- **TRY IT**
From the text on the history of the Slovenian Parliament, quote the passage that begins at the words "This was found" and stops after "one to the Socio-Political Assembly.".
*** Opening TEXT PROVIDED ***
The interwar Kingdom of Yugoslavia was a centralist regime, with a national parliament but no regional assemblies. The legal continuity of the present Slovenian Parliament can therefore be traced to the Constituent Assembly of the People's Republic of Slovenia, a unicameral body with 120 delegates elected on 27 October 1946.

The Assembly had been convened to draft a constitution; having done so, it began functioning as a legislature, and was renamed to the People's Assembly of the People's Republic of Slovenia on 17 January 1947.

In 1953, the Assembly was made bicameral, encompassing two houses ("zbor", usually also translated as "assembly".) The generally-representative Assembly of the Republic was supplemented with an Assembly of Producers, intended for representatives of state-owned industries.

In 1963, a new constitution renamed the polity the Socialist Republic of Slovenia. The new Assembly of the Socialist Republic of Slovenia was made a rare quintocameral legislature, comprising an:

- Assembly of the Republic
- Economic Assembly
- Educational and Cultural Assembly
- Socio-Medical Assembly
- Organisational and Political Assembly

This was found to be unwieldy, and a 1968 amendment combined the middle three zbors into a single Assembly of Labor Associations, and renamed the final one to the Socio-Political Assembly.

A more radical reform followed soon afterward, when the devolutionary 1974 Yugoslav Constitution abolished the Assembly of the Republic altogether and transferred its competencies to the Socio-Political Assembly. Unlike the Assembly of the Republic - which had been de-facto dominated by the League of Communists of Slovenia (ZKS), but was nominally a representative legislature elected by universal suffrage - the Socio-Political Assembly was legally a single-party body. Its fifty seats were formally allocated (ten each) to the ZKS and four of its subsidiary organizations:

- the League of Socialist Youth of Slovenia (ZSMS)
- the Socialist League of the Working People of Slovenia (SZDLS)
- the League of Trade Unions, and
- the Association of Veterans of the Slovenian National Liberation War

Delegates were elected indirectly, in Soviet-style single-candidate approval votes held by similar socio-political assemblies established at the municipal level.
*** Closing TEXT PROVIDED ***
*** Opening RAW DATA ***
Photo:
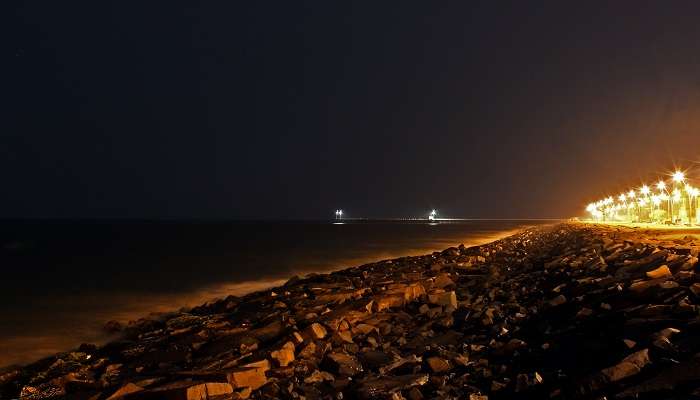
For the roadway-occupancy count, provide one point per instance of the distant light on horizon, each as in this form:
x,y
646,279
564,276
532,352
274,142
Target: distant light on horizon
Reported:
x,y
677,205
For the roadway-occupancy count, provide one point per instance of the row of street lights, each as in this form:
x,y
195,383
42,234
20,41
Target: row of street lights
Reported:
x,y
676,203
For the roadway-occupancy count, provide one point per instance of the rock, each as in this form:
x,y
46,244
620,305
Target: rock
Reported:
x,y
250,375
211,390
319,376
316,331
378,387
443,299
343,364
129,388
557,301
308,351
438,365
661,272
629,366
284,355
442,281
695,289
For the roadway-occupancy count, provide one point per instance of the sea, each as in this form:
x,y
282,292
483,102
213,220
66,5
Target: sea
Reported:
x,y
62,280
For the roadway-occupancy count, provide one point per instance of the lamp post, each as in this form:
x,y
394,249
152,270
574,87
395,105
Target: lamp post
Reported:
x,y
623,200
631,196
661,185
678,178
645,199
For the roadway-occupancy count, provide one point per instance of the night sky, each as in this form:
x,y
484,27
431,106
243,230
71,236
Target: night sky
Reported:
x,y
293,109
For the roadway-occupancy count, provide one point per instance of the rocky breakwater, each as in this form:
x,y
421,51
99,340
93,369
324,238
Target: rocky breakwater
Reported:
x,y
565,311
*** Closing RAW DATA ***
- **RESULT OF THE TASK**
This was found to be unwieldy, and a 1968 amendment combined the middle three zbors into a single Assembly of Labor Associations, and renamed the final one to the Socio-Political Assembly.